Actions à mener:
[A] D’après le texte sur la Chine et le dollar, pourquoi la Chine a-t-elle intérêt à préserver la valeur du dollar ? Répondez en une à trois phrases.
[B] Rédigez la suite du texte sur la Chine et le dollar à partir de sa dernière phrase.

Texte:
La Chine et l’euro

Concernant le dollar américain, les intérêts de la République populaire de Chine sont partagés. D’un côté, le dollar représente naturellement toujours une de ses monnaies de réserve les plus importantes. La Chine est – mesurée d’après les bons du Trésor actifs (treasuries) – le plus grand créancier des Etats-Unis et est ainsi intéressée à préserver la valeur du dollar. Mais de l’autre côté, Pékin fait tout pour rompre «la souveraineté monétaire» que le dollar occupe encore dans le commerce international. Un fait qui pourrait potentiellement servir à faire baisser la valeur du dollar.
Dans ce domaine, la politique financière de la Chine ressemble donc à la quadrature du cercle. Selon la mentalité chinoise, Pékin avance dans cette affaire de façon très prévoyante et uniquement par petits pas. Son éloignement du dollar représente un processus pour ainsi dire insidieux, dont les différentes étapes sont à peine perceptibles. Mais le résultat «fera date».
Il y a quelques jours par exemple, la Chine a conclu un accord avec l’Australie, selon lequel le futur commerce extérieur ne sera plus réalisé par «le biais du dollar américain», mais directement par l’échange des «dollars australiens en renminbi (yuan)». La Chine représente d’ailleurs un partenaire d’exportation important pour l’Australie qui arrive à satisfaire presque parfaitement une partie de la faim chinoise en matières primaires. Entretemps, un cinquième des exportations australiennes va dans l’Empire du Milieu – et à partir de maintenant, toutes ces affaires seront conclues en dehors de la sphère du dollar américain.

Enregistrements de points annotés:
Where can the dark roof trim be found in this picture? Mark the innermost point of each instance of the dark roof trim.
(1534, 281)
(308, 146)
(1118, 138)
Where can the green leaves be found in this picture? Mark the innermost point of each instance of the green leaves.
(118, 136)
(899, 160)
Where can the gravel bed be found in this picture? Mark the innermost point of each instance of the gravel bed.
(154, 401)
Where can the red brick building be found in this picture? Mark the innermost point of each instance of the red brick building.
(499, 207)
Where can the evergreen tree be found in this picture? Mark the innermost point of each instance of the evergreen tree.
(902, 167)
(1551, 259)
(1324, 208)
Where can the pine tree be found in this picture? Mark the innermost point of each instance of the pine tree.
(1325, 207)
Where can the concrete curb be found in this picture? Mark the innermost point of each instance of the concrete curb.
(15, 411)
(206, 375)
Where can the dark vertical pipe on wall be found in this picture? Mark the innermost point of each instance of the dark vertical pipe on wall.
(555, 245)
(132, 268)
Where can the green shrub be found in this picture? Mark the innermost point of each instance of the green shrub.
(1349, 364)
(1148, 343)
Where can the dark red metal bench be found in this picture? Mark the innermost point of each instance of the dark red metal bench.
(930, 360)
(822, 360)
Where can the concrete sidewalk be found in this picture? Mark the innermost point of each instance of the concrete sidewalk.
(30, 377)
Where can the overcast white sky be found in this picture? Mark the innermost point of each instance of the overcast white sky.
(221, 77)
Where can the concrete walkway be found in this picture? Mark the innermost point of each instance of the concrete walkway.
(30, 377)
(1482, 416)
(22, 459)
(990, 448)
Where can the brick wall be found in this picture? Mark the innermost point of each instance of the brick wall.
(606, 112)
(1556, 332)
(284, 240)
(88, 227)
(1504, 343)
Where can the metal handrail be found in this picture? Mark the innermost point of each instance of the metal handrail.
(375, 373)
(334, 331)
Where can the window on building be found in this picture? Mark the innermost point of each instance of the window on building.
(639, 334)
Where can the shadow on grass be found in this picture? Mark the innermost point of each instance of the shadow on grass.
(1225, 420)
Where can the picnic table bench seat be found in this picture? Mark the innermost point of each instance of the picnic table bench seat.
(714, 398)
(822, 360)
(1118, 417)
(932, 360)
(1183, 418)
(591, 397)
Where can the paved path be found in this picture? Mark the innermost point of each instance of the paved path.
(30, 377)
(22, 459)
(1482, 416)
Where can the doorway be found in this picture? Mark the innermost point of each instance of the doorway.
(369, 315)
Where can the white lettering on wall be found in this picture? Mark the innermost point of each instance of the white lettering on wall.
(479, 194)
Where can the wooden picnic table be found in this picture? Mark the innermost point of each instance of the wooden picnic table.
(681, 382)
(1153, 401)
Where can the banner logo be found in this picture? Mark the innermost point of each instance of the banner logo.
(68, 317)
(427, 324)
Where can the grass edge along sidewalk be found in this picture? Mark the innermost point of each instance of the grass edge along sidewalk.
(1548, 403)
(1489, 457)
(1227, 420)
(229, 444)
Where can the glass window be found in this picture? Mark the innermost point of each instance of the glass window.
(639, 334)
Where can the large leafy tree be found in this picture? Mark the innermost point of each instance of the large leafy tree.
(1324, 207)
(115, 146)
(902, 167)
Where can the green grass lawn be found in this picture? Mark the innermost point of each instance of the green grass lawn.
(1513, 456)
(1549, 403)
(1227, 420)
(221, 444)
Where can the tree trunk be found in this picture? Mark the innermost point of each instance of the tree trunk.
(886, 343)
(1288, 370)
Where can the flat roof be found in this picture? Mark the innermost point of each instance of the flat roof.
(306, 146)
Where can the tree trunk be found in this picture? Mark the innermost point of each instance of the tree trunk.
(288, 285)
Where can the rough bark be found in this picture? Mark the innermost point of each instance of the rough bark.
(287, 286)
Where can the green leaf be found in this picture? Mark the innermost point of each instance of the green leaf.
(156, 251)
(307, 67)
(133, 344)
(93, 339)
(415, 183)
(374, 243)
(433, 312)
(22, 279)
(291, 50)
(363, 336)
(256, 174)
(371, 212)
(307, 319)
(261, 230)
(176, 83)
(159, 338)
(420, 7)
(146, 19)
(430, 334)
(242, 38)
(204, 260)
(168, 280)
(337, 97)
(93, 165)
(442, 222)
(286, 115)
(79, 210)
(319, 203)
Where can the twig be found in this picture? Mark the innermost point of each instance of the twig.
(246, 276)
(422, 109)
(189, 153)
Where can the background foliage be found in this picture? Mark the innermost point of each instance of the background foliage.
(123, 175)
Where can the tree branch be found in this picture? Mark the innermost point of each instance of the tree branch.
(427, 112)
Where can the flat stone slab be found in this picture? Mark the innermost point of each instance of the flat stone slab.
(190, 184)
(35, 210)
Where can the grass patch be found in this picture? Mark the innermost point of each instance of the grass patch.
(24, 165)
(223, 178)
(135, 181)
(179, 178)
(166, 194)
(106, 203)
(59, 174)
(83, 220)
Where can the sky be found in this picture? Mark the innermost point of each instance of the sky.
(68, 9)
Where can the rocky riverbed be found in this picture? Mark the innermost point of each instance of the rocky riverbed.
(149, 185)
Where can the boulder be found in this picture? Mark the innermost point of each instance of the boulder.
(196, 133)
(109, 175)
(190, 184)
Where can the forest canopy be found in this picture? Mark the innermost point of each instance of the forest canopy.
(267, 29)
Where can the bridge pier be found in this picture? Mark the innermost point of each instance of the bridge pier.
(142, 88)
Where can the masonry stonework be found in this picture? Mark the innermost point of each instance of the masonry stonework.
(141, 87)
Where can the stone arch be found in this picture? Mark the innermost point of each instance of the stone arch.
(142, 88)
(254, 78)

Réponses aux consignes:
[A] La Chine a intérêt à préserver la valeur du dollar parce que celui-ci reste l’une de ses monnaies de réserve les plus importantes. De plus, mesurée d’après les bons du Trésor actifs, elle est le plus grand créancier des États-Unis.

[B]
Il va de soi que les Etats-Unis essayaient déjà au préalable de torpiller cet accord. Mais les protestations américaines ont été détournées si adroitement par les diplomates chinois que certains observateurs s’attendent encore à d’autres accords avec d’autres pays. Et là, il ne s’agira pas uniquement de questions de comptes dans le commerce international de marchandises, mais aussi d’accords mutuels pour garder une partie des réserves dans la monnaie
du partenaire économique. La Chine s’est déjà mise d’accord, par exemple avec le Brésil, de garder une valeur d’environ 30 milliards de dollars dans la monnaie de l’autre pays.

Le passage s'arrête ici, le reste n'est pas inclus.